-- Opening Marker --

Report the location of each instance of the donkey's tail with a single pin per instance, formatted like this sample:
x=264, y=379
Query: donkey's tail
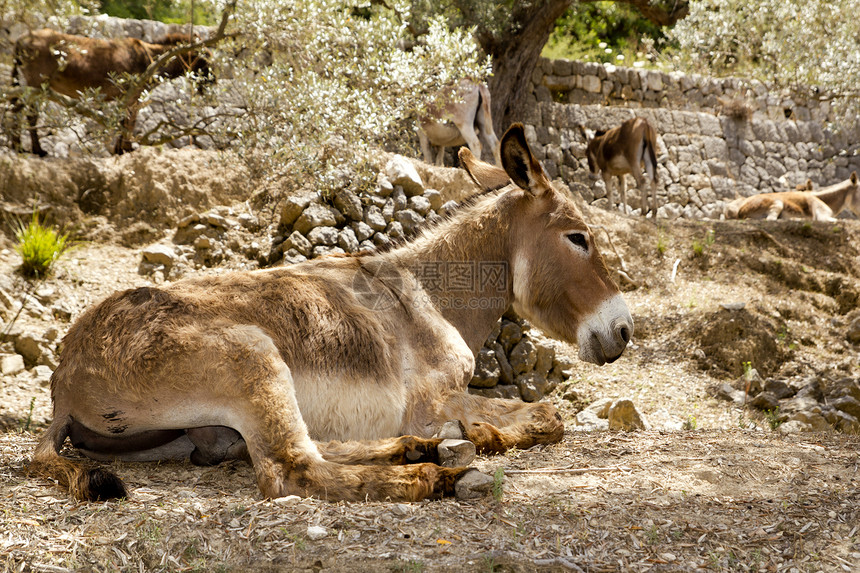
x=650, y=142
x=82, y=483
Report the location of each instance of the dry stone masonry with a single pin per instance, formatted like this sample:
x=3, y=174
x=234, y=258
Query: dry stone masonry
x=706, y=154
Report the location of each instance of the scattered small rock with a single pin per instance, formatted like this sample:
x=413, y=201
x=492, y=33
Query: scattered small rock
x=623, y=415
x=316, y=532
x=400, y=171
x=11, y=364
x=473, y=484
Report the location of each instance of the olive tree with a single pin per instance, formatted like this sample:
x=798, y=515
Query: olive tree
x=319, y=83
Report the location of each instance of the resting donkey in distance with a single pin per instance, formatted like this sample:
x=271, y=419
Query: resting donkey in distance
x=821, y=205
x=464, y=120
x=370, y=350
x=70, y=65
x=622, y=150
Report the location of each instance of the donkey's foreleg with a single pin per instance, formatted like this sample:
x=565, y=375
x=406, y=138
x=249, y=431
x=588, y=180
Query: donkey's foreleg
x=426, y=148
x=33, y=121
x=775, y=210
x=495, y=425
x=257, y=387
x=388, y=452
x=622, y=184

-- Closing Marker --

* _WORK ITEM_:
Repeat the preceding records exactly but drop the images.

* _ANSWER TO THIS EXERCISE_:
Report the location of each instance of the donkey's tail with a single pin per instance, formatted like this sample:
x=264, y=379
Query: donkey's tail
x=650, y=142
x=82, y=483
Report the location of each instance of the dry stone masonry with a single pin per instance, formatted like this sample:
x=3, y=174
x=234, y=258
Query: dry stone masonry
x=706, y=154
Report the location of each instance of the scattered small rock with a single pin per instance, formatted like this sample:
x=413, y=201
x=492, y=33
Query: scattered small rock
x=623, y=415
x=316, y=532
x=400, y=171
x=11, y=364
x=473, y=484
Report the location of each instance of the olive tree with a single pin per instance, formatted like this sample:
x=798, y=515
Query: olive tree
x=319, y=83
Report the location of each instance of the resting donkey in distance with a single pin per instance, formatted like this sample:
x=271, y=419
Query: resting donkey in distance
x=821, y=205
x=464, y=120
x=370, y=350
x=70, y=65
x=622, y=150
Report the location of each instance of the donkey's foreleg with a single pin per instance, formatted like this sample:
x=565, y=375
x=406, y=138
x=249, y=431
x=588, y=180
Query: donkey's foreleg
x=426, y=148
x=33, y=121
x=775, y=210
x=495, y=425
x=257, y=387
x=388, y=452
x=622, y=184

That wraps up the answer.